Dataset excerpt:

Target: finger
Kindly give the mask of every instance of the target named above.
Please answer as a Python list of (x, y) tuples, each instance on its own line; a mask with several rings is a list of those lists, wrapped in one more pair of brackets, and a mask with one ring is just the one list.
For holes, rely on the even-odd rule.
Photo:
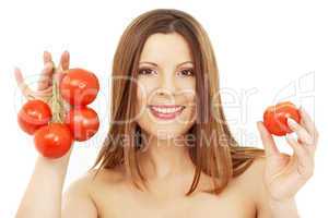
[(257, 122), (257, 129), (260, 132), (260, 137), (266, 150), (266, 155), (267, 156), (279, 155), (280, 153), (279, 149), (277, 148), (272, 135), (269, 133), (269, 131), (266, 129), (266, 126), (261, 121)]
[(51, 62), (51, 61), (52, 61), (51, 53), (48, 51), (44, 51), (44, 64)]
[(37, 90), (44, 90), (49, 86), (51, 86), (52, 73), (54, 73), (54, 64), (51, 61), (49, 61), (45, 64), (45, 68), (42, 71), (42, 74), (37, 82)]
[(300, 112), (301, 112), (301, 124), (308, 131), (308, 133), (316, 140), (318, 136), (318, 131), (315, 126), (314, 121), (307, 113), (307, 111), (303, 108), (300, 107)]
[(68, 51), (65, 51), (60, 57), (58, 70), (66, 71), (69, 69), (69, 65), (70, 65), (70, 55)]
[(61, 82), (61, 80), (63, 78), (63, 76), (65, 76), (65, 73), (63, 72), (57, 72), (56, 74), (55, 74), (55, 81), (56, 81), (56, 83), (57, 84), (60, 84), (60, 82)]
[(297, 172), (303, 178), (308, 178), (312, 174), (314, 167), (313, 155), (307, 153), (304, 145), (300, 144), (292, 134), (286, 134), (285, 140), (288, 144), (293, 148), (294, 155), (297, 157)]
[(301, 124), (298, 124), (292, 118), (288, 118), (288, 124), (292, 131), (294, 131), (297, 137), (301, 140), (302, 143), (306, 145), (313, 145), (313, 137), (309, 135), (307, 130), (305, 130)]
[(25, 83), (25, 81), (23, 78), (22, 71), (19, 68), (14, 69), (14, 75), (15, 75), (15, 80), (16, 80), (17, 86), (21, 89), (21, 93), (23, 94), (23, 96), (26, 99), (33, 99), (33, 92), (27, 86), (27, 84)]

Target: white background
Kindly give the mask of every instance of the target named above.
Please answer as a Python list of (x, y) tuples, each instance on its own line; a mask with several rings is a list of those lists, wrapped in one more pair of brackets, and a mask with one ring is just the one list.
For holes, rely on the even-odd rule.
[[(33, 172), (33, 138), (17, 126), (23, 99), (13, 76), (20, 66), (30, 83), (43, 69), (44, 50), (58, 62), (69, 50), (71, 66), (92, 70), (101, 93), (92, 107), (101, 129), (75, 143), (65, 186), (93, 164), (108, 129), (108, 78), (117, 43), (141, 13), (184, 10), (207, 29), (219, 70), (225, 111), (242, 145), (261, 147), (256, 121), (282, 99), (303, 105), (320, 132), (315, 175), (297, 193), (302, 217), (327, 217), (328, 7), (325, 1), (0, 1), (0, 217), (13, 217)], [(325, 95), (326, 94), (326, 95)], [(246, 96), (248, 99), (246, 99)], [(291, 152), (283, 138), (279, 148)]]

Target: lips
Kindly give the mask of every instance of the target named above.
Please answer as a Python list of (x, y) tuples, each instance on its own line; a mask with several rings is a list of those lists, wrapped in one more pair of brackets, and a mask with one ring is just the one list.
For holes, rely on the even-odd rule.
[(149, 106), (152, 114), (159, 119), (174, 119), (185, 109), (185, 106), (179, 105), (151, 105)]

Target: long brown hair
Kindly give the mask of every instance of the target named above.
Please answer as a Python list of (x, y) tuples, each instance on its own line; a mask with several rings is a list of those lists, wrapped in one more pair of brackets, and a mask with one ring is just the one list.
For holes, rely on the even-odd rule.
[[(136, 78), (143, 45), (148, 37), (155, 33), (180, 34), (188, 43), (195, 60), (197, 119), (188, 134), (194, 135), (196, 142), (188, 146), (188, 150), (196, 170), (186, 195), (196, 190), (201, 172), (213, 179), (214, 189), (209, 193), (219, 194), (229, 181), (243, 173), (256, 157), (263, 156), (263, 150), (242, 147), (233, 137), (222, 109), (219, 70), (208, 34), (191, 15), (179, 10), (148, 11), (138, 16), (124, 32), (113, 63), (115, 80), (112, 83), (109, 131), (91, 169), (99, 165), (98, 172), (104, 168), (114, 169), (124, 165), (134, 185), (141, 189), (137, 182), (141, 179), (141, 184), (147, 187), (137, 158), (142, 141), (137, 138), (125, 144), (122, 138), (117, 140), (120, 135), (134, 138), (140, 133), (136, 122), (122, 122), (130, 121), (136, 116), (137, 86), (133, 80), (116, 78)], [(210, 142), (208, 138), (211, 138)]]

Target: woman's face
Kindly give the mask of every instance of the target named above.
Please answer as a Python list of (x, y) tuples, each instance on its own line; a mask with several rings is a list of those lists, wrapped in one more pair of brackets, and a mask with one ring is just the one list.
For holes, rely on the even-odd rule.
[(153, 34), (138, 70), (137, 122), (161, 140), (181, 136), (196, 119), (196, 77), (190, 48), (179, 34)]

Exercise details: Rescale the stretch from the line containing "Target: woman's face" through the last of the lines above, both ends included. Write those lines out again, requests too, and multiply every coordinate in the answers by 1.7, rounding to whole numbers with halves rounded up.

Solved problem:
Target: woman's face
Kindly give the mask of every instance of the target named above.
Please answer as a Python list of (x, y) tuples, each instance on its own line; a mask with several rings is a list of those lists, wrapped in one more pair of brackets, and a mask with one ring is just the one list.
For holes, rely on the even-odd rule.
[(260, 58), (235, 119), (233, 207), (274, 238), (308, 231), (333, 202), (333, 131), (323, 82), (304, 58)]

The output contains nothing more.